# Benzing Pidex problem



## luckyloft (Oct 21, 2006)

Anybody ever get a index out of date error on their Pidex program?We have used ours for several years and all of a sudden it gives us this error and we cant use the program.We also get a general communication error.This has caused alot of problems. Thanks Jeff


----------



## tick and twitch (Sep 26, 2012)

*pc com*

Did you have a clock hooked to the club unit in pc com


----------



## luckyloft (Oct 21, 2006)

Yes, but even when you try to insert a bird all we get is that error.we cant make any changes to chip rings or load any birds.what I dont understand is we have used the program for 3 years and had no problems.Then all of a sudden it will not work.I guess we are going to have to reload the disk. Jeff


----------



## tick and twitch (Sep 26, 2012)

*?*

I think you have to couple the birds with the clock unhooked and then download the list to the clock.

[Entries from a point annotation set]
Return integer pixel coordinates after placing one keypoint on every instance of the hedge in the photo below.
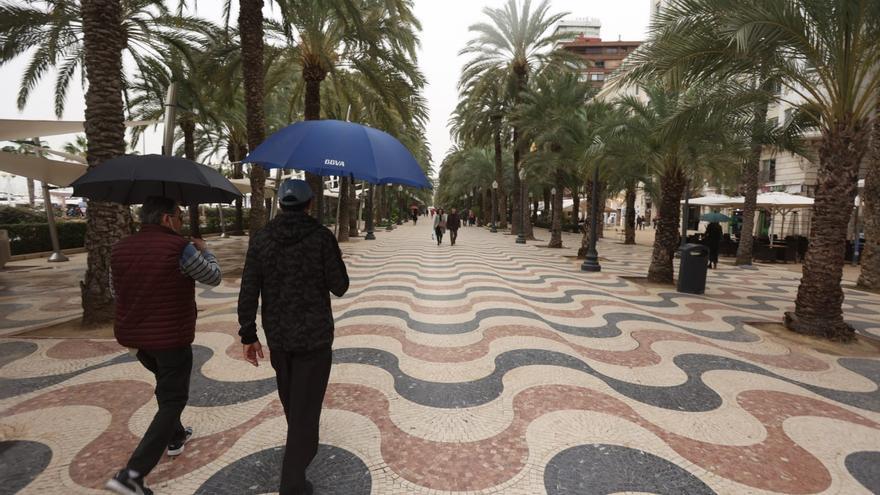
(34, 237)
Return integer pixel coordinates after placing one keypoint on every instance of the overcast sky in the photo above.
(445, 31)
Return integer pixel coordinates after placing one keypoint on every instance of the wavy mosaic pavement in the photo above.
(489, 367)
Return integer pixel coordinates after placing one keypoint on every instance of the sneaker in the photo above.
(124, 484)
(176, 448)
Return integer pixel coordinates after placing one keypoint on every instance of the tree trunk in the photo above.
(236, 154)
(818, 307)
(501, 192)
(250, 27)
(32, 198)
(343, 227)
(313, 76)
(556, 227)
(587, 230)
(869, 277)
(630, 223)
(188, 126)
(106, 223)
(352, 210)
(750, 187)
(667, 236)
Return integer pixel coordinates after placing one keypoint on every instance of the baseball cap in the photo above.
(294, 192)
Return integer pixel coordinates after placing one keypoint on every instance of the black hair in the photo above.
(156, 206)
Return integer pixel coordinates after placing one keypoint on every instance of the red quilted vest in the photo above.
(155, 302)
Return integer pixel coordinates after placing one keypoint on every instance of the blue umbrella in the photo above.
(333, 147)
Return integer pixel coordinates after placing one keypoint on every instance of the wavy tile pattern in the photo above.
(488, 367)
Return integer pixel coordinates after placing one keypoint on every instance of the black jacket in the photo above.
(293, 264)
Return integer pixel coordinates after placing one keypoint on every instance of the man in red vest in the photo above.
(293, 264)
(152, 277)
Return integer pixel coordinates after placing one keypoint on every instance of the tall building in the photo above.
(587, 27)
(603, 57)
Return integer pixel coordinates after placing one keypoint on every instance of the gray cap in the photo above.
(294, 192)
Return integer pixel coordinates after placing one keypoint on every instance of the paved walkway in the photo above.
(487, 367)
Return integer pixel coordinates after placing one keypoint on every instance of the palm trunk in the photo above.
(869, 277)
(236, 154)
(556, 228)
(585, 240)
(630, 222)
(750, 187)
(501, 192)
(189, 152)
(667, 236)
(352, 210)
(32, 198)
(106, 223)
(818, 307)
(313, 77)
(343, 227)
(250, 26)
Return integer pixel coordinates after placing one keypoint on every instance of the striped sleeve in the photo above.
(201, 267)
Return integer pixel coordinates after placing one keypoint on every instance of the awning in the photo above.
(53, 172)
(12, 129)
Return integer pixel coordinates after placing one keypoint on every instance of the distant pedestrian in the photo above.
(152, 277)
(439, 225)
(453, 222)
(293, 264)
(714, 233)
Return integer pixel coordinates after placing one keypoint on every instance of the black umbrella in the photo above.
(130, 179)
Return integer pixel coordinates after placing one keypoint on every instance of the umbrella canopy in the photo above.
(130, 179)
(714, 217)
(333, 147)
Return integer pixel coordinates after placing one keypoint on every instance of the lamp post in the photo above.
(494, 228)
(591, 260)
(399, 205)
(369, 215)
(521, 238)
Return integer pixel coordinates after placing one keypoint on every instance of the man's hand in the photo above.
(252, 352)
(199, 243)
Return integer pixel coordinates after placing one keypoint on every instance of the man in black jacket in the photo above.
(293, 264)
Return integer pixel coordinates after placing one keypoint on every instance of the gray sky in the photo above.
(445, 31)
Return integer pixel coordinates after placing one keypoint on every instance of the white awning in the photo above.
(53, 172)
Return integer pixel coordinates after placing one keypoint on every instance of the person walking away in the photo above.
(453, 223)
(293, 264)
(152, 278)
(439, 225)
(714, 233)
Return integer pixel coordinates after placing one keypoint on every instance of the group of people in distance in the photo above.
(292, 265)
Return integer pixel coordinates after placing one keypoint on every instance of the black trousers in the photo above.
(302, 381)
(172, 369)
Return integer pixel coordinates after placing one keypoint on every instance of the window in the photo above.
(768, 170)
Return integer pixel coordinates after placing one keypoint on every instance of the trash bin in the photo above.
(692, 270)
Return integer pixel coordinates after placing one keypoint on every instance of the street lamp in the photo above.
(494, 202)
(369, 215)
(591, 261)
(521, 238)
(399, 205)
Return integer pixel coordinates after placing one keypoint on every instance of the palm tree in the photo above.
(831, 51)
(550, 115)
(683, 136)
(375, 38)
(516, 42)
(479, 118)
(106, 223)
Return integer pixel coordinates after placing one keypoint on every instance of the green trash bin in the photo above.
(692, 269)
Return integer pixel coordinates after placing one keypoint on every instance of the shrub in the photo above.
(34, 237)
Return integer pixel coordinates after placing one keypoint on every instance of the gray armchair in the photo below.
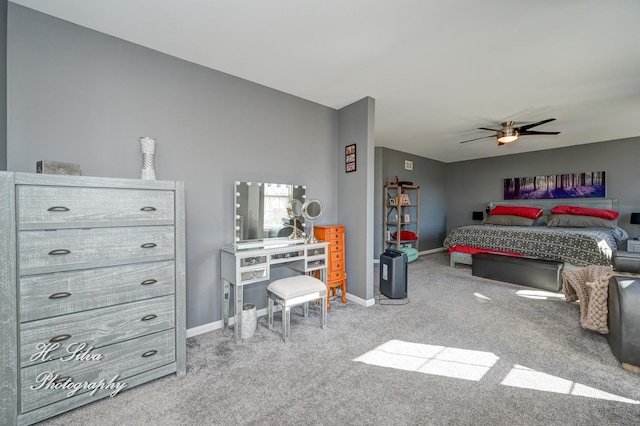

▶ [Stated exercise]:
In the forum thread about the Benzing Pidex problem, reproduce the text between "Yes, but even" and "to the clock.", inclusive.

▶ [Response to the task]:
Yes, but even when you try to insert a bird all we get is that error.we cant make any changes to chip rings or load any birds.what I dont understand is we have used the program for 3 years and had no problems.Then all of a sudden it will not work.I guess we are going to have to reload the disk. Jeff


----------



## tick and twitch (Sep 26, 2012)

*?*

I think you have to couple the birds with the clock unhooked and then download the list to the clock.